**Work to do**
Please render the items below as a Markdown table with two columns, Row and Line, one row for each line and blank lines left out.

**Task material**
***

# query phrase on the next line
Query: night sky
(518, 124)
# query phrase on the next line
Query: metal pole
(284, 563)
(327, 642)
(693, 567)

***

**Solution to this problem**
| Row | Line |
|---|---|
| 1 | # query phrase on the next line |
| 2 | Query: night sky |
| 3 | (518, 124) |
| 4 | # query phrase on the next line |
| 5 | Query: metal pole |
| 6 | (284, 563) |
| 7 | (327, 642) |
| 8 | (693, 567) |